[Entries taken from a collection]
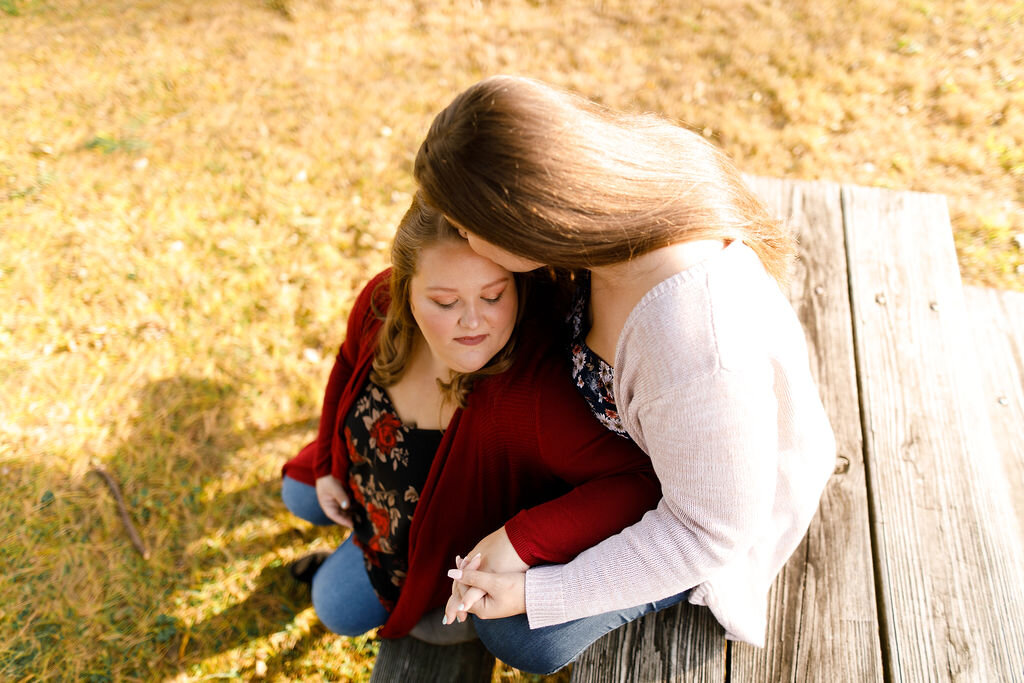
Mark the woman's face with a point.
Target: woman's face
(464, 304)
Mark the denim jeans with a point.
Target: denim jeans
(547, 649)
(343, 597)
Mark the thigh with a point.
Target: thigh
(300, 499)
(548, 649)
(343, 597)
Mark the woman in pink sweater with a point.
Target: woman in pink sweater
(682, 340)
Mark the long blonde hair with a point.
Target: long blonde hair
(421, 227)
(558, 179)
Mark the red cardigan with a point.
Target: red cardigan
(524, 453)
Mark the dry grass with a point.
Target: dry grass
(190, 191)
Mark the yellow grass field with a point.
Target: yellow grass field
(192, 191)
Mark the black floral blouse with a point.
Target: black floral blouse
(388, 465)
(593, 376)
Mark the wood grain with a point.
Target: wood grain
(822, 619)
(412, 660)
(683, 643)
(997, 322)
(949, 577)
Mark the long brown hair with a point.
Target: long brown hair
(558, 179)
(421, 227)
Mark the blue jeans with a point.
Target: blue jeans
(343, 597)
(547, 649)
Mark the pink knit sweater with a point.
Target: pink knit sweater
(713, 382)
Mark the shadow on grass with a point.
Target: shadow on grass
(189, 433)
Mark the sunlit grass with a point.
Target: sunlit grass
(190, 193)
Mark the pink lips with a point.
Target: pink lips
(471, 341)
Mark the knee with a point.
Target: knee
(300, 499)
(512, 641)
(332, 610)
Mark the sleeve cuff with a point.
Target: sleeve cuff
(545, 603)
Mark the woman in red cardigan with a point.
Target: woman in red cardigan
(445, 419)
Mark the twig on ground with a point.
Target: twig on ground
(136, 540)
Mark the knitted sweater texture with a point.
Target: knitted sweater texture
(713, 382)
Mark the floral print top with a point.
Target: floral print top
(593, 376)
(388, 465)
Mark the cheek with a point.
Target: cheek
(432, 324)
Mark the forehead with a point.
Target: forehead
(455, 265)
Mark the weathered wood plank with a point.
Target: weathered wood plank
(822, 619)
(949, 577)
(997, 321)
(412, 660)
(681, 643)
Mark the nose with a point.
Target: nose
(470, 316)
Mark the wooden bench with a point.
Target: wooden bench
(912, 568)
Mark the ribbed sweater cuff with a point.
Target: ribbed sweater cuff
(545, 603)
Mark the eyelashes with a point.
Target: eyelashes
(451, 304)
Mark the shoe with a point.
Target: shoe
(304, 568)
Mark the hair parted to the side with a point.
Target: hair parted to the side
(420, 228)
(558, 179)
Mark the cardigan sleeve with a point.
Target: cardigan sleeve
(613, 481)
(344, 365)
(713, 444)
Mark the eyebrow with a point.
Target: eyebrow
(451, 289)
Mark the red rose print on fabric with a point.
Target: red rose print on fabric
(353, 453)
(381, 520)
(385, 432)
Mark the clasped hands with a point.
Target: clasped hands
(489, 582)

* * *

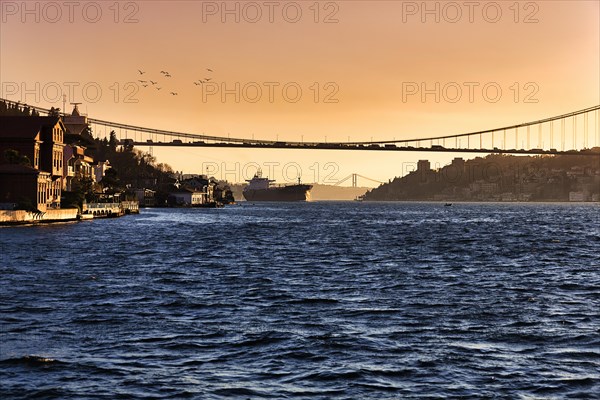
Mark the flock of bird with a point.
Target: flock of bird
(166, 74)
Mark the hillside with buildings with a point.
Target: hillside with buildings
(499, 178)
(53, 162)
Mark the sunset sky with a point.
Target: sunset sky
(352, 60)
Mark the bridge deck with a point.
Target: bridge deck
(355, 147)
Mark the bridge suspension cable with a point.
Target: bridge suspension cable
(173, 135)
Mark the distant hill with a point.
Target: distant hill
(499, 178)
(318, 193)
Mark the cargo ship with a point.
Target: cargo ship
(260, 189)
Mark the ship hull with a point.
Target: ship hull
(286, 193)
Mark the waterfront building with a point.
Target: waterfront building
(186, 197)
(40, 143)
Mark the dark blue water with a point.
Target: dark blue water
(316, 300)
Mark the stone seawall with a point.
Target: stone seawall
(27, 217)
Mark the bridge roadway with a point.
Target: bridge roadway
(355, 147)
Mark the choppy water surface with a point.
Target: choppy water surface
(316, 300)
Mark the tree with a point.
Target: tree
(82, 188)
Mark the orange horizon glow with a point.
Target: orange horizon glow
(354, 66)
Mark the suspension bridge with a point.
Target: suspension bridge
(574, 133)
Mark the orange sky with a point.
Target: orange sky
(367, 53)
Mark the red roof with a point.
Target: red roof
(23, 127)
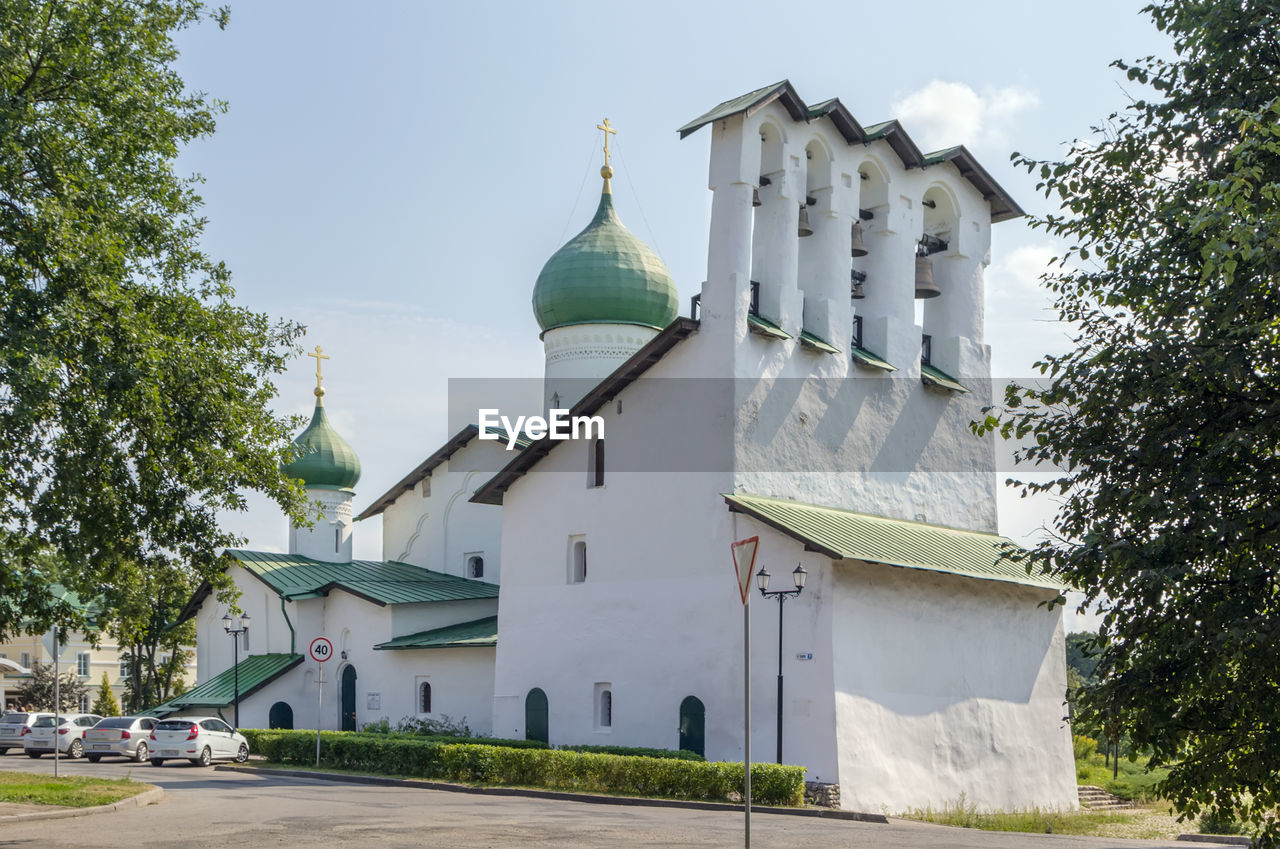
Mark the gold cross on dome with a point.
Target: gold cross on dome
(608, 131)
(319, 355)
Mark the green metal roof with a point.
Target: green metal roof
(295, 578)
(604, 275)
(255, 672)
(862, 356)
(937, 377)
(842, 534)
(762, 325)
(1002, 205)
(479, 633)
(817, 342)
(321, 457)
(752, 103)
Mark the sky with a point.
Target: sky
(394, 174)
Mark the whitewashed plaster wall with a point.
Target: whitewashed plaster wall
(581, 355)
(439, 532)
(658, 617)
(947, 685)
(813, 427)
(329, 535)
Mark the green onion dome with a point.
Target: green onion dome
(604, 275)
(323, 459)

* * *

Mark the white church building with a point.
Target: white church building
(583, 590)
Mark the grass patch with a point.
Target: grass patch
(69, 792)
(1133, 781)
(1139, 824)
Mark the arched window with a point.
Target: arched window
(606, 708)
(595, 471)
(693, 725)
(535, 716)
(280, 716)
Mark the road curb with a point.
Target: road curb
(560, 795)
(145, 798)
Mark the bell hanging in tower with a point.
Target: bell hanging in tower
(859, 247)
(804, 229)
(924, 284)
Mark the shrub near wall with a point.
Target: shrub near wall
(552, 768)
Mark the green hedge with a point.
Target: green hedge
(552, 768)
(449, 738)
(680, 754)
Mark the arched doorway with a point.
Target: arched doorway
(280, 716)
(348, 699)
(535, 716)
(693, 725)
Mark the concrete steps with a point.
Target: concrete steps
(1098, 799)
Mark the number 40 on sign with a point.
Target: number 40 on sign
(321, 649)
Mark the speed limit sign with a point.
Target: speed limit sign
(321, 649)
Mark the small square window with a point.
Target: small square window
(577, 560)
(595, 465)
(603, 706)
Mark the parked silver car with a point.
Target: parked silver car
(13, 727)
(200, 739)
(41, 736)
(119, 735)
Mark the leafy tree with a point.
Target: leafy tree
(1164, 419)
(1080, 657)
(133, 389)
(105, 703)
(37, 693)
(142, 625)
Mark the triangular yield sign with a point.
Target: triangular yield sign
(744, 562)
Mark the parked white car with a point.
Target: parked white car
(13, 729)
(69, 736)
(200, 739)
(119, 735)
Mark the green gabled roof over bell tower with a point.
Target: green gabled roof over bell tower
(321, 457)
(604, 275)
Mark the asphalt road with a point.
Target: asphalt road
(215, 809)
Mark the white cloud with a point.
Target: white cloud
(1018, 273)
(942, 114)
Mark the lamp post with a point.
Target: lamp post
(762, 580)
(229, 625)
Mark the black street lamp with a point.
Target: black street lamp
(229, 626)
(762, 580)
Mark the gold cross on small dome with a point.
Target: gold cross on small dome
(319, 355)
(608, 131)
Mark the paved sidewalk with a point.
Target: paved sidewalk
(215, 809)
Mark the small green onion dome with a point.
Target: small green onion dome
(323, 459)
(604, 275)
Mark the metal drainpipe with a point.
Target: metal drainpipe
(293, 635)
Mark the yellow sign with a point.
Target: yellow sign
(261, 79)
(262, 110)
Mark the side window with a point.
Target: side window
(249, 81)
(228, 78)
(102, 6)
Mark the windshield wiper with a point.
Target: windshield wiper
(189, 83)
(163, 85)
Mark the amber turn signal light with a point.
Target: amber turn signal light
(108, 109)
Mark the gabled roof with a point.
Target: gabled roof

__What to do__
From the records above, extract exactly and only the lines that begin at the line with "Mark the woman's face with a point." and stop after the line with "Mark the red cardigan with a point.".

__Answer to the exercise__
Mark the woman's face with a point.
Target: woman's face
(464, 304)
Mark the denim jeans with a point.
Target: denim jeans
(547, 649)
(343, 597)
Mark the thigh with a point.
Target: thigh
(300, 499)
(548, 649)
(343, 597)
Mark the woman in pink sweater with a point.
Target: woman in pink sweater
(682, 340)
Mark the long blonde hair with a point.
Target: long blonde hair
(421, 227)
(558, 179)
Mark the red cardigan with a point.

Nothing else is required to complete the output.